» **EXERCISE DETAILS**:
Please reproduce the listing from the line with "Look at the photograph above. For each instance of the white" up to and including the line with "[(117, 419), (114, 419), (607, 441), (330, 265)]", replacing "innermost point" with "central point" and leaving everything else unchanged.

Begin RECORDS FOR THE TASK

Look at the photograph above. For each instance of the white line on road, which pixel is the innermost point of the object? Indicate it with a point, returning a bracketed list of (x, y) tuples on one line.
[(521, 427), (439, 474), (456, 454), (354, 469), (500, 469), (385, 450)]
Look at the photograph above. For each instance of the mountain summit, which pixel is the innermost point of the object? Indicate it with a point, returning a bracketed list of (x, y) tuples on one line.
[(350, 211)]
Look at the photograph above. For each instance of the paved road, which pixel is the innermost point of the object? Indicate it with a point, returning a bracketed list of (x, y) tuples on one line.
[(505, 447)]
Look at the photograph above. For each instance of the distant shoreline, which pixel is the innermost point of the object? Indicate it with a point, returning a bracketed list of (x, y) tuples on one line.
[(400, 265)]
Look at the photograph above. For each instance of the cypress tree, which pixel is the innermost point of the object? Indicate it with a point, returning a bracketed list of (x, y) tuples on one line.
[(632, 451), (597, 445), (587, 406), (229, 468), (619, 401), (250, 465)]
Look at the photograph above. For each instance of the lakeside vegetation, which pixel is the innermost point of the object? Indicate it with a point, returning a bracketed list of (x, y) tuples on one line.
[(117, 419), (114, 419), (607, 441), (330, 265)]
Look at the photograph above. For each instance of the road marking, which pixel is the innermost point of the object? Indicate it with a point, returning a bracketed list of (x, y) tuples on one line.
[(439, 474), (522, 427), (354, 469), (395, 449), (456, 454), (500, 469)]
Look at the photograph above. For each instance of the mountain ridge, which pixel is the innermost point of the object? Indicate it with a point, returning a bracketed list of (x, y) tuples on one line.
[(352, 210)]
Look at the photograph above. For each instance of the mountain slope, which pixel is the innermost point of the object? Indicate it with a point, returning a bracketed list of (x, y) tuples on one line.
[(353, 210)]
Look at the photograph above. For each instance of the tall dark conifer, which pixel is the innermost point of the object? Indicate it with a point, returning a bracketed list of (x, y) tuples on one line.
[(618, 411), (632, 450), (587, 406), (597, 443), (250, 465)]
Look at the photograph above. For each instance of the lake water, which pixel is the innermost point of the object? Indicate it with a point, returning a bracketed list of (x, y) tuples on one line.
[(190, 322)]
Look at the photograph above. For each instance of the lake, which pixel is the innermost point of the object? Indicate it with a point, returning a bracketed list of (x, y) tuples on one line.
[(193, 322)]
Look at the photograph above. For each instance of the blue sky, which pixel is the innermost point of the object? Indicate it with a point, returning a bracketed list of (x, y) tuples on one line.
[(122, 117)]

End RECORDS FOR THE TASK
Begin RECORDS FOR THE TASK

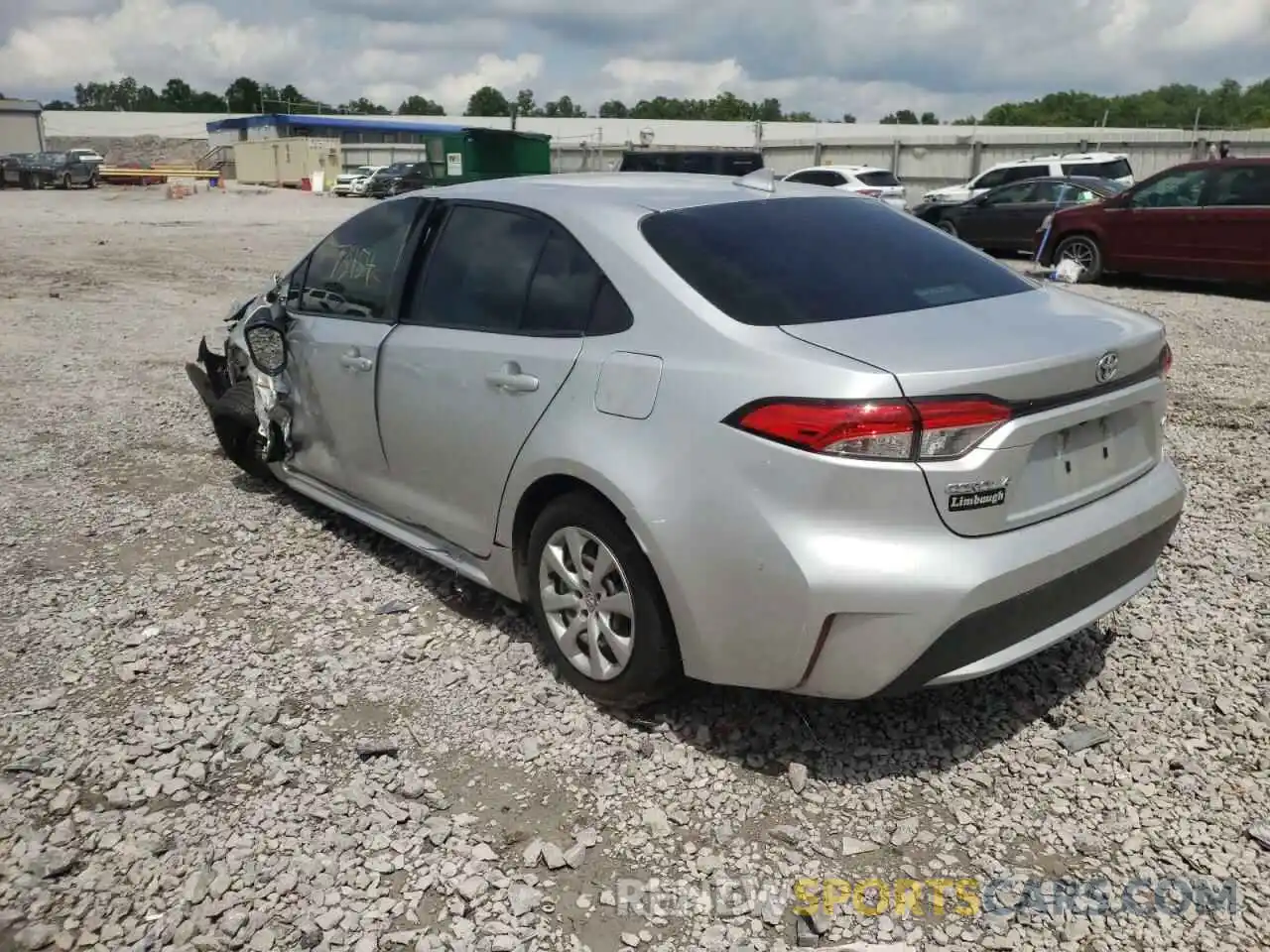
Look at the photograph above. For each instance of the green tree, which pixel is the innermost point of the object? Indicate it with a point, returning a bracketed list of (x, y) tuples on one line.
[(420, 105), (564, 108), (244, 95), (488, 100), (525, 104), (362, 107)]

End RECORDS FOR THE TASK

» **TASK OUTPUT**:
Look at the photograph above. For each instance of the white line on road, which pixel is the central point of the object? Indicate it with a point, returning a bracketed list of (x, y) tuples on one line.
[(521, 427), (439, 474), (456, 454), (354, 469), (500, 469), (385, 450)]
Look at the photograph above. For each instance of the mountain summit, which pixel is the central point of the object? Indicate it with a point, returning a bracketed list of (x, y) tuples on one line.
[(350, 211)]
Look at the photograph above. For each instance of the paved road, which pixel is the central point of the object? Indicate it with a point, returning a bracketed list of (x, y) tuples on one line.
[(505, 447)]
Look at the photograph above. For each instance of the distant shoreline, which pixel is the central point of the object? Indicate it with a point, returning a bracketed list of (x, y) tuples on one line.
[(400, 265)]
Look at the photograph above. For each instance of the cypress tree, which pixel is the central point of the object? Indicate it with a point, returning a bracketed list of (x, y) tuples on one line.
[(632, 451), (597, 445), (587, 406), (229, 468), (619, 401), (250, 465)]
Look at the photograph above. For each instance of the lakeside vegetation, which pixel is the central point of the object? Indicate it with a point, returning a bracketed list of (x, y) tuples on one line.
[(117, 419), (114, 419), (607, 441), (330, 265)]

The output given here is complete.